Kutipan Teks ▸
..........

Kami sudah punya hasil survei dari DPR pusat, itu dipimpin Pak Abdul
Ghofur pada 1999. Kemudian 2003, kalau tidak salah itu ada tiga NGO dari
internasional dan tiga dari Indonesia. Survei LIPI menyatakan mayoritas
orang Papua ingin merdeka.
Kemudian dari hasil survei
International Justice Indonesian Comissions of Jurish Australian pada
2001. Kemudian dari Universitas Cenderawasih Universitas Papua, dua
universitas terkenal.
Anda perlu tahu di Papua kami punya
tokoh-tokoh rohaniwan baik itu muslim, Katolik, Kristen, sangat kompak
menyatu dan mereka sendiri sudah beberapa kali mencoba bertemu SBY untuk
menyatakan orang Papua ingin merdeka.
Jadi itu sudah jelas.
Keterbukaan sudah ada. Hanya tinggal kami harap dari pihak Jakarta bisa
menanggapi ini sehingga jangan membuang-buang uang untuk mempertahankan
sesuatu nanti tidak mungkin dipertahankan.
Dari semua survei, rata-rata berapa persen rakyat Papua ingin merdeka?Rata-ratanya
sudah di atas 75 persen. Kalau ditanya apakah lewat pengakuan atau
referendum, saya sarankan sebaiknya pengakuan karena sudah ada bukti
dari sekitar lebih dari tujuh lembaga termasuk lembaga negara dan
independen mengumumkan hasil sureinya sudah di atas 75 persen orang
Papua ingin merdeka.
Maksud saya, mengapa harus gunakan
pengakuan saja. Sebab referendum itu sangat membuang biaya sangat besar.
Gaji seorang anggota PBB per bulan itu USD 85 ribu. Kenapa uang itu
tidak kita pakai saja untuk bangun Indonesia dan bangun Papua.
Kedua,
semasa kita menyiapkan referendum itu promerdeka dan prointegrasi
saling membunuh, saling merusak, saling menghina, dan lain-lain. Itu
tidak ada guna sama sekali. Kecuali kalau memang ingin membuktikan
mayoritas orang Papua memang ingin merdeka, referendum adalah alat ukur
demokrasi. Tapi dampak negatifnya lebih besar karena membuang uang,
tenaga, waktu.
Papua lebih kaya. Timor Leste tidak ada
apa-apanya. Tidak perlu takut soal kebebasan, kemerdekaan Papua. Sebab
Papua punya kewajiban moral bekerja sama dengan Indonesia. Kenapa tidak?

..........

Teruskan teks tentang keinginan merdeka rakyat Papua di atas, dimulai sesudah kalimat terakhirnya.

(Baris dataset)

..........

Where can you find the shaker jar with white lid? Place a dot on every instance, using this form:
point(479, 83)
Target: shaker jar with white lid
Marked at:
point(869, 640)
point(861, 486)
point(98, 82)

..........

Jawaban Tugas ▸
Kami juga perlu tenaga kerja. Tenaga kerja masih menganggur perlu untuk
bangun Papua juga.
Tapi, 75 persen itu kan hasil survei satu dasawarsa lalu, Apa masih yakin jumlahnya tetap, mau merdeka masih lebih banyak?Iya, justru sekarang lebih banyak.
Kapan survei terakhirnya?Terakhir itu pada 2007 dan 2010.
Pada 2010 siapa menyelenggarakan survei? 2007 itu dari Signi Uni. Sedangkan 2010 dan 2012 itu dari Unipa dan dari Uncen, Jayapura.
Hasilnya berapa persen mau merdeka?Itu sudah di atas 80 persen.
Masih
banyak masyarakat buta huruf di Papua. Mereka memangnya bisa mengerti
merdeka itu lebih baik ketimbang tetap bergabung dengan Indonesia?Memang
betul, beberapa orang generasi zaman Belanda, peralihan, mereka masih
umur sekitar 9, 10, 12 tahun. Sekarang hampir rata-rata mereka msih
hidup. Mereka merasa situasi di zaman Belanda itu lebih bagus karena
saat tidak ada pembunuhan hebat, tidak ada penculikan. Justru biasa
polisi Belanda hadapi itu perang suku. Ada perang suku tapi tidak di
semua tempat.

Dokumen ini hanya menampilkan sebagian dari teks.